WHAT YOU NEED TO DO: Set the records down once more so that they match the source word for word.

╭─ TASK INPUTS

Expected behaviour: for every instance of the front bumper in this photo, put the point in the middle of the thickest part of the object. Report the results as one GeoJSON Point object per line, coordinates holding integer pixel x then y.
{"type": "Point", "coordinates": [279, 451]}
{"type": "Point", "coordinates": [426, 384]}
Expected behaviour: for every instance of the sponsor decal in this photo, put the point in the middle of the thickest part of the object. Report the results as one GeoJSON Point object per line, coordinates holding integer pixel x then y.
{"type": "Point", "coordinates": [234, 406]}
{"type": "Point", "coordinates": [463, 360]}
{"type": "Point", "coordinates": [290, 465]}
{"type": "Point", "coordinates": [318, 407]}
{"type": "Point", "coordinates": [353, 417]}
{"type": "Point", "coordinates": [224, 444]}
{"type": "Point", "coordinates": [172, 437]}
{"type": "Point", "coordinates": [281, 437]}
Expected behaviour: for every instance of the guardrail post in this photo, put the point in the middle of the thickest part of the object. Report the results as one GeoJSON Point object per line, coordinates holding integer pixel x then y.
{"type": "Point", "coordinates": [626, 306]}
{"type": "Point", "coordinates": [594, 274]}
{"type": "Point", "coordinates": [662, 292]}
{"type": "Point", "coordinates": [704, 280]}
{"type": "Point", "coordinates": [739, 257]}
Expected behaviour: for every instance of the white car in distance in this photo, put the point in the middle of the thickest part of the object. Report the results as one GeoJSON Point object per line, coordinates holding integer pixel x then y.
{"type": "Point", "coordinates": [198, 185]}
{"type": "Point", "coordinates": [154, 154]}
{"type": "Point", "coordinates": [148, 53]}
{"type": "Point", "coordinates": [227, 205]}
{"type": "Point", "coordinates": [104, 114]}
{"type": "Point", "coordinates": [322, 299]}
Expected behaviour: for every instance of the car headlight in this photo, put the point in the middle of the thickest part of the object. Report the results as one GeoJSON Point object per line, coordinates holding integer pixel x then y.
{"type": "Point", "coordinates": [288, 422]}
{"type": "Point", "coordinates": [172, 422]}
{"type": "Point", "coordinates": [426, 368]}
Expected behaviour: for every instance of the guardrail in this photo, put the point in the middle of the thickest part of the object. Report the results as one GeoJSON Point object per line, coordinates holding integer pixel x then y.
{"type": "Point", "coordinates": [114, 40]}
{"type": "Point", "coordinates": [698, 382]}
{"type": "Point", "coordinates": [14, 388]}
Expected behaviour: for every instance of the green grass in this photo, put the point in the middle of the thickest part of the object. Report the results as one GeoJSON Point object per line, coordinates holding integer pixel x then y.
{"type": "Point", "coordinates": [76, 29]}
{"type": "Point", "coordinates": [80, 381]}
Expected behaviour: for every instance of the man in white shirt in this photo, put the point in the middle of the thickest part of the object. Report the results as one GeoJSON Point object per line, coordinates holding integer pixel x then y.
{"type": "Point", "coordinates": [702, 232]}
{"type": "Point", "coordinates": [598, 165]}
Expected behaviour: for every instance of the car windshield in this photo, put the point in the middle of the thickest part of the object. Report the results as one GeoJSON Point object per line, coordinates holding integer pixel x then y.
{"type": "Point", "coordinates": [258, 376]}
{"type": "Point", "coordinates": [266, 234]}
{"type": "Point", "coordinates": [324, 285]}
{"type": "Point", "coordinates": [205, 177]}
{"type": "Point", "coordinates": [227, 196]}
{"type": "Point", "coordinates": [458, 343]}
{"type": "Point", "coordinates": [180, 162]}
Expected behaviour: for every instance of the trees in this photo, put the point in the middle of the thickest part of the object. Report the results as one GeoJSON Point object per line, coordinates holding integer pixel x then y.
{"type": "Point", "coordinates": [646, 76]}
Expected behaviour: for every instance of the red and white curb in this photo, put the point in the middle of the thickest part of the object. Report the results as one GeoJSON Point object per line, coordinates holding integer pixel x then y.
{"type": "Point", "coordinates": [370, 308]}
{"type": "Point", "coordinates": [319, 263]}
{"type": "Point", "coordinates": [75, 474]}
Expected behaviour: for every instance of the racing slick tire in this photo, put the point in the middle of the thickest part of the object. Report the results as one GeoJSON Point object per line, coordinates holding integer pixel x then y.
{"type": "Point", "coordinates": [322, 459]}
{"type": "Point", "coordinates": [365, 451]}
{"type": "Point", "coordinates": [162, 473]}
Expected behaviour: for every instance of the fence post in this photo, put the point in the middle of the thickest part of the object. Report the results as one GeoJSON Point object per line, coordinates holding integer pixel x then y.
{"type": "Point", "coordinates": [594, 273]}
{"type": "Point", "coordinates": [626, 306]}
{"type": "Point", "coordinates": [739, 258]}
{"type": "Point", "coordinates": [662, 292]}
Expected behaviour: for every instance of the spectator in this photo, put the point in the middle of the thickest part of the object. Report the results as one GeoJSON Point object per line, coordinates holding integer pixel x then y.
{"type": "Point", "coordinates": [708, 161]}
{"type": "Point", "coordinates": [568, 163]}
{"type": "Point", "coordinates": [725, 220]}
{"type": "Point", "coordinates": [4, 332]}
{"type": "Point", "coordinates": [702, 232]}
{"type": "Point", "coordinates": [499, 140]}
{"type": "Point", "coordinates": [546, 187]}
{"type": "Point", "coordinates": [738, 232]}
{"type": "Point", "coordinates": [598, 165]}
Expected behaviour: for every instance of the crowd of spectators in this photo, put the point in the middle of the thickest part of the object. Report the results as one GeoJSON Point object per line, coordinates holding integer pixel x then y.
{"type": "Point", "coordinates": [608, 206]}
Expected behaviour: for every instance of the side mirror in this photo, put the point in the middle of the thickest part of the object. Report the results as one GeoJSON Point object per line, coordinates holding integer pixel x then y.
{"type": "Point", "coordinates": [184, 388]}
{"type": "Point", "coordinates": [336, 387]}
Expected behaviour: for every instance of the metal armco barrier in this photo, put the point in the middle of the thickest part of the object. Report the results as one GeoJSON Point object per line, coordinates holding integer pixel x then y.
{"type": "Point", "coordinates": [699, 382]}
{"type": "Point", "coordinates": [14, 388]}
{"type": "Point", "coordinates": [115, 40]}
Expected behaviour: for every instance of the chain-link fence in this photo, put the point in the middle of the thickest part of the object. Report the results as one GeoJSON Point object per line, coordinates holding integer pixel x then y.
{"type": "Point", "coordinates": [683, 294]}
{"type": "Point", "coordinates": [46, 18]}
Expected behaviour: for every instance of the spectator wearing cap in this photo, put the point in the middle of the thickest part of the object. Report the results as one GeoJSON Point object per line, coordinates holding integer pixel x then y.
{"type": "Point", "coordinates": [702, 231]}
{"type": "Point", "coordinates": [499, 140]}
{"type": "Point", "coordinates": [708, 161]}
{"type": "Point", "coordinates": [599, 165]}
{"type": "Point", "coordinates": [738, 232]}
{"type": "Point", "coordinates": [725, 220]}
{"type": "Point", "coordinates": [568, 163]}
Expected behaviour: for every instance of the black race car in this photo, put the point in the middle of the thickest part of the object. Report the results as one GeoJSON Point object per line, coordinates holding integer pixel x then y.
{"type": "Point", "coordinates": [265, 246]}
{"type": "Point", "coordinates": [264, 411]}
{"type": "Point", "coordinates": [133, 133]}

╰─

RESULT BELOW:
Expected behaviour: for every instance of the front bumper in this photo, put the point in the middle of the thickest part of the object. Report the results as one GeoJSON Point object per line, coordinates holding integer pixel x then y.
{"type": "Point", "coordinates": [279, 451]}
{"type": "Point", "coordinates": [426, 384]}
Expected behaviour: for every instance of the sponsor decal in this photo, put the point in the middle of the thickest part of the object. Report the results as one GeoJSON Point object per line, coordinates holding integer pixel x then y.
{"type": "Point", "coordinates": [234, 406]}
{"type": "Point", "coordinates": [463, 360]}
{"type": "Point", "coordinates": [290, 465]}
{"type": "Point", "coordinates": [318, 407]}
{"type": "Point", "coordinates": [353, 417]}
{"type": "Point", "coordinates": [224, 444]}
{"type": "Point", "coordinates": [172, 437]}
{"type": "Point", "coordinates": [281, 437]}
Expected behaviour: for every instance of the guardrail post in this photo, put the point in the middle of the thickest part of the object. Report the results as one GeoJSON Point object per line, coordinates holding integer pixel x then y.
{"type": "Point", "coordinates": [626, 306]}
{"type": "Point", "coordinates": [594, 274]}
{"type": "Point", "coordinates": [662, 292]}
{"type": "Point", "coordinates": [704, 280]}
{"type": "Point", "coordinates": [739, 257]}
Expected behaviour: for every instance of the white car in distance in this photo, put the point in the middle of the thickest part of the object. Report the results as one GeoJSON Point object per line, coordinates holding integer pixel x then y.
{"type": "Point", "coordinates": [198, 185]}
{"type": "Point", "coordinates": [154, 154]}
{"type": "Point", "coordinates": [148, 53]}
{"type": "Point", "coordinates": [227, 205]}
{"type": "Point", "coordinates": [104, 114]}
{"type": "Point", "coordinates": [322, 299]}
Expected behaviour: for every instance of the car headlight in this photo, put the point in the middle of the thickest part of the object. Report the results as one GeoJSON Point object per line, coordinates holding integer pixel x then y.
{"type": "Point", "coordinates": [288, 422]}
{"type": "Point", "coordinates": [172, 422]}
{"type": "Point", "coordinates": [426, 368]}
Expected behaviour: for every instance of the guardrail in this photo, put the point in the middle of the thickest part of the object. Report the results as one GeoJSON Point object per line, coordinates holding integer pixel x then y.
{"type": "Point", "coordinates": [114, 40]}
{"type": "Point", "coordinates": [698, 382]}
{"type": "Point", "coordinates": [14, 388]}
Expected behaviour: for every instance of the green grass in this photo, put the point in the middle of the thickest part of the object. Report the results as one GeoJSON Point object per line, coordinates holding integer pixel x then y.
{"type": "Point", "coordinates": [76, 29]}
{"type": "Point", "coordinates": [80, 381]}
Expected behaviour: for every instance of the man in white shirt in this photo, put the point in the middle of the thickest part of the object. Report the results as one GeoJSON Point object per line, coordinates holding integer pixel x then y.
{"type": "Point", "coordinates": [702, 232]}
{"type": "Point", "coordinates": [598, 165]}
Expected behaviour: for every instance of the car windshield in this photo, put the point in the middle of the thickest part of the object. Report the results as one GeoJSON Point object per line, coordinates holding integer pixel x then y.
{"type": "Point", "coordinates": [258, 376]}
{"type": "Point", "coordinates": [266, 234]}
{"type": "Point", "coordinates": [324, 285]}
{"type": "Point", "coordinates": [205, 177]}
{"type": "Point", "coordinates": [227, 196]}
{"type": "Point", "coordinates": [458, 343]}
{"type": "Point", "coordinates": [180, 162]}
Expected behaviour: for every instance of the trees in this photo, put the point in the middle of the thickest part of the object. Report the results as one GeoJSON Point object per line, coordinates holding integer pixel x then y.
{"type": "Point", "coordinates": [646, 76]}
Expected behaviour: for every instance of the red and white curb in this photo, put the point in the middle of the thickest part of the object. Report the results as one GeoJSON Point object per line, coordinates holding integer pixel x then y.
{"type": "Point", "coordinates": [370, 308]}
{"type": "Point", "coordinates": [319, 263]}
{"type": "Point", "coordinates": [75, 474]}
Expected behaviour: for every instance of the racing slick tire in this photo, put the point in the middle of the thickest part of the object. Report the results as one GeoJSON Point object per line, coordinates holding integer pixel x then y.
{"type": "Point", "coordinates": [322, 459]}
{"type": "Point", "coordinates": [365, 451]}
{"type": "Point", "coordinates": [162, 473]}
Expected behaviour: for every instance of the fence post in this photo, put the point in the middle of the thickest part of the object. Report the results as one GeoJSON Point object per line, coordinates holding integer pixel x then y.
{"type": "Point", "coordinates": [594, 273]}
{"type": "Point", "coordinates": [626, 306]}
{"type": "Point", "coordinates": [739, 258]}
{"type": "Point", "coordinates": [662, 292]}
Expected behaviour: for every instance of the spectator in this photo, put the point in the middle of the thickest part of the object. Report the results as one GeoJSON Point object per line, coordinates holding integer pixel x then y.
{"type": "Point", "coordinates": [708, 161]}
{"type": "Point", "coordinates": [568, 163]}
{"type": "Point", "coordinates": [725, 220]}
{"type": "Point", "coordinates": [4, 332]}
{"type": "Point", "coordinates": [702, 232]}
{"type": "Point", "coordinates": [499, 140]}
{"type": "Point", "coordinates": [546, 187]}
{"type": "Point", "coordinates": [738, 232]}
{"type": "Point", "coordinates": [598, 165]}
Expected behaviour: for every instance of the crowd of spectators in this photo, put the point in the middle of the thickest part of the object. Report the results as one GeoJSON Point object per line, coordinates holding integer pixel x then y.
{"type": "Point", "coordinates": [608, 206]}
Expected behaviour: for every instance of the side mirror in this photo, put the point in the middle of the thickest part of the object. Report the results as one GeoJSON Point object per line, coordinates holding integer pixel x then y.
{"type": "Point", "coordinates": [184, 388]}
{"type": "Point", "coordinates": [336, 387]}
Expected behaviour: for every instance of the metal armco barrier in this photo, put the point in the middle of the thickest part of the object. Report the results as one GeoJSON Point object per line, coordinates holding integer pixel x then y.
{"type": "Point", "coordinates": [699, 382]}
{"type": "Point", "coordinates": [14, 388]}
{"type": "Point", "coordinates": [115, 40]}
Expected behaviour: for every instance of the chain-link fence in this photo, put the point in the middle of the thickest part of the object. Report the results as one GeoJSON Point object per line, coordinates holding integer pixel x then y.
{"type": "Point", "coordinates": [683, 294]}
{"type": "Point", "coordinates": [46, 18]}
Expected behaviour: for every instance of the spectator wearing cap in this photo, put the point in the middle of the thickest part of the object. Report the results as one GeoJSON Point object per line, coordinates holding integer pixel x then y.
{"type": "Point", "coordinates": [702, 231]}
{"type": "Point", "coordinates": [499, 140]}
{"type": "Point", "coordinates": [708, 161]}
{"type": "Point", "coordinates": [599, 165]}
{"type": "Point", "coordinates": [738, 232]}
{"type": "Point", "coordinates": [725, 220]}
{"type": "Point", "coordinates": [568, 163]}
Expected behaviour: for every instance of the black race car in this photo, put the point in the middle of the thickest part of the object. Report the results as one GeoJSON Point object per line, coordinates holding integer pixel x then y.
{"type": "Point", "coordinates": [265, 246]}
{"type": "Point", "coordinates": [264, 411]}
{"type": "Point", "coordinates": [133, 133]}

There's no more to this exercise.